■ The tasks
1. Transcribe a portion of the rideshare insurance thread word for word, starting with "I used to think" and going on through "with either company.".
2. In the rideshare insurance thread, with which insurer did the O-Side Uber poster obtain commercial coverage?
3. Extend the forum thread on rideshare insurance, beginning where it stops.

■ Document passage
##########

You could probably skirt though. But I wouldn't, you'd be surprised what might happen with the going gets rough. Question's they ask, shit you didn't thnk about, inconsistencies which spur more questions. The problem is when things really heat up, you're sued, sitting in a courtroom, and you are getting grilled on why you lied blah blah blah.

Then the court throws the book at you, your "insurance" flies out the window, and you lose your house because now you are liable.

Now, if you don't own a house, don't worry, you'll just owe a lot of money, or you won't be sued because you don't own anything. But, if you have assets to protect, I recommend never never never lying on legal documents and keep your insurance square. Having good insurance has saved my butt on more than one occasion (and I do own a house). I do everything on the up and up, it's the only way to fly


----------



## Dekero (Sep 24, 2019)

OP is an idiot.

Driving without insurance is stupid. Driving rideshare without insurance is just plan ignorance... Please send screenshots of the lawsuit when it happens so we can all get a good laugh.


----------



## O-Side Uber (Jul 26, 2017)

awesomeName said:


> I've been lurking here for a little while and keep seeing people say to buy commercial insurance. Yea right. This would make nothing if I had to pay for that. Insurance companies are a total rip off. Here is an idea. Why don't you just lie? If you have a passenger you are covered anyway. If you don't have one, how in the hell is anyone going to prove you were driving for Uber at the time? Even if you ended the trip, and then hit your passengers kid coming out of their driveway you can say that was your last drop off and at that point you are commuting... If you disagree, tell me how they could ever prove otherwise. I guarantee someone will come up with something, except it will be so unlikely of a situation that it's worth the risk. You risk dying every day by getting in to a vehicle, yet you are worried about these super unlikely possibilities that might cost you an insurance policy. Whoopdedoo! Take some calculated risks in life.


I used to think that way too. I found out there is some sort of registry that Lyft and Uber have. Your personal insurance can check if you were ridesharing with either company.

For me the risk is in the fact that I have 4+ years of car payments left. If I get into an accident, and the claim isn't paid because Lyft talked to my insurance company, I will be screwed. That's a risk I can't take.

I signed up with Geico commercial. Lyft actually pays me an extra $.25 commercial insurance credit on each ride I do. Shared rides count also, each pax .25 cents extra.

So I'm essentially paying the same price that I was before with my other insurance company I had, but I have no worries whatsoever that I will get denied by Lyft or Geico. These companies do talk to each other .

I heard a story from a pax that used to drive for U/L. He said he was downtown dropping a group off, and one of the pax opened the wrong door and a car hit his door.

He had apparently ended the ride just as that happened, so Lyft wouldn't cover it. He just planned to go through his own insurance, no big deal right????????

Well after exchanging info, the other driver tells the dude's insurance company that he was a U/L driver!!!!! His insurance dropped him on the spot and denied the claim. He had to pay for the repairs all on his own! That's how THAT can go to shit rrrrrrreal quick!!!


----------



## Ballermaris (Apr 11, 2019)

##########

■ Supplied information

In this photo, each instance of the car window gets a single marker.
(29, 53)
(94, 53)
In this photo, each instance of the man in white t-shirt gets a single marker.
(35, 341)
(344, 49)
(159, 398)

##########

■ Final results
1.
I used to think that way too. I found out there is some sort of registry that Lyft and Uber have. Your personal insurance can check if you were ridesharing with either company.

2. Geico commercial.

3.
Ok joy we have found Trump’s twin with an IQ of -200. Always have insurance; many states have a license plate reader system on many patrol cars. Cops will 180 and nail you fast.
Impound car? ✅
Multiple tickets issued? ✅
Removal from platform in violation of TOS? ✅✅✅ and ✅.
Learn how to ride bicycle again to get to court.


----------



## wicked (Sep 24, 2017)

Easily worst advice I have ever seen on here. Insurance companies first and foremost are looking for ways to deny your claim. Driving TNC at the time of an accident and lying about it is insurance fraud and a one way ticket to claim denial.


----------



## Ignatowski (Mar 23, 2019)

I have the Rideshare add-on to my insurance (only adds $30 or so). But I've had a similar thought: after getting a ping, while driving to the pickup, if someone t-bones me, I'm in "period 2", and my insurance does not cover me; Uber's "James River" insurance does. From reading some reports (like https://uberpeople.net/threads/james-river-insurance.319642/ ), it looks like you really don't want to deal with James River. In fact, you may need to hire a lawyer, just to get your claim processed through them.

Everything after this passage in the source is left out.